• WHAT IS BEING ASKED
All of the data below should be written out exactly.

• MATERIAL FOR THIS TASK

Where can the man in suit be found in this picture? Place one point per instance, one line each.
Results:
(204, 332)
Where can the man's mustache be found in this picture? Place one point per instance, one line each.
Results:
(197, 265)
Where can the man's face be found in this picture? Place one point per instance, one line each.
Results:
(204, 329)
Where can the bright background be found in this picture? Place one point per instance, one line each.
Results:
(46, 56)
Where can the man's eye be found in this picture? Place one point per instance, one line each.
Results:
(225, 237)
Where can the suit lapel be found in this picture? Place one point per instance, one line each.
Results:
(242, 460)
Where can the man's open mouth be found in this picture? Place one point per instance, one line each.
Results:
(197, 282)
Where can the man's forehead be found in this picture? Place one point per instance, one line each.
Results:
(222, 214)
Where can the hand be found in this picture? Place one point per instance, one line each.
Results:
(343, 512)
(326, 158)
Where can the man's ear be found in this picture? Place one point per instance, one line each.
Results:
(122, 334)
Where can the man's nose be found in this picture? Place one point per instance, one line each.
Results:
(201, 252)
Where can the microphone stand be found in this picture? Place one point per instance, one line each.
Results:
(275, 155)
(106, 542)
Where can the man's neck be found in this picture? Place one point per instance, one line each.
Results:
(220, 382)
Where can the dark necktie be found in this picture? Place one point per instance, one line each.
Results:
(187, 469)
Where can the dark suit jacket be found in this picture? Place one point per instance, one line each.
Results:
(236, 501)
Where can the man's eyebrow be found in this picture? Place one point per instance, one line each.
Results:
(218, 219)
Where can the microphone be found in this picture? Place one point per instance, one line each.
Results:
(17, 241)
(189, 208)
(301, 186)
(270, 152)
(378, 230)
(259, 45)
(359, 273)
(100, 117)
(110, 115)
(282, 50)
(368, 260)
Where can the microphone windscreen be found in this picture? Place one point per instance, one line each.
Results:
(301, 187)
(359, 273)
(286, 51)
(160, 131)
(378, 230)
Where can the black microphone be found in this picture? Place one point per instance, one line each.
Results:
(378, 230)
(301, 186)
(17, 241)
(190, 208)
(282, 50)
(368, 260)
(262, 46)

• THE RESPONSE
Where can the man in suit be found in this picture? Place one point per instance, one line each.
Results:
(204, 332)
Where can the man's mustache be found in this picture? Place one point per instance, one line each.
Results:
(197, 265)
Where can the man's face be found in this picture? Place one point per instance, one line each.
Results:
(204, 329)
Where can the bright background be found in this picture? Place one point per instance, one line each.
Results:
(46, 56)
Where can the man's eye be found in this picture? Place one point per instance, one line each.
Results:
(225, 237)
Where can the suit lapel be found in this picture? Place one point per instance, one line each.
Results:
(242, 460)
Where can the man's open mouth be found in this picture? Place one point per instance, one line each.
Results:
(197, 282)
Where can the man's forehead be found in this picture? Place one point per instance, one line each.
Results:
(222, 214)
Where can the hand be found in this picture? Place one point per instance, one line each.
Results:
(343, 512)
(326, 158)
Where can the man's ear be found in this picture? Place one point per instance, one line each.
Results:
(122, 334)
Where can the man's nose be found in this picture? Place one point per instance, one line each.
Results:
(201, 252)
Where can the microphone stand be found in this picture? Place one point per instance, one line each.
Results:
(275, 155)
(106, 542)
Where can the man's neck be found in this picture? Place one point per instance, one line each.
Results:
(220, 382)
Where can the dark necktie be found in this picture? Place one point per instance, one line each.
Results:
(187, 469)
Where can the dark suit jacket be found in this picture? Place one point per instance, one line each.
Results:
(236, 501)
Where can the man's eyebrow be found in this picture? Place one point per instance, one line each.
Results:
(218, 219)
Where can the microphone be found in this picture? Place one point per instance, one line each.
Results:
(17, 241)
(189, 208)
(301, 186)
(270, 152)
(378, 230)
(259, 45)
(359, 273)
(100, 117)
(110, 115)
(282, 50)
(368, 260)
Where can the microphone windscreen be found in this picture? Place one point per instance, one line each.
Results:
(301, 187)
(359, 273)
(286, 51)
(160, 131)
(378, 230)
Where can the black microphone be found in this picture? Place one point per instance, one line each.
Results:
(378, 230)
(301, 186)
(17, 241)
(190, 208)
(282, 50)
(368, 260)
(262, 46)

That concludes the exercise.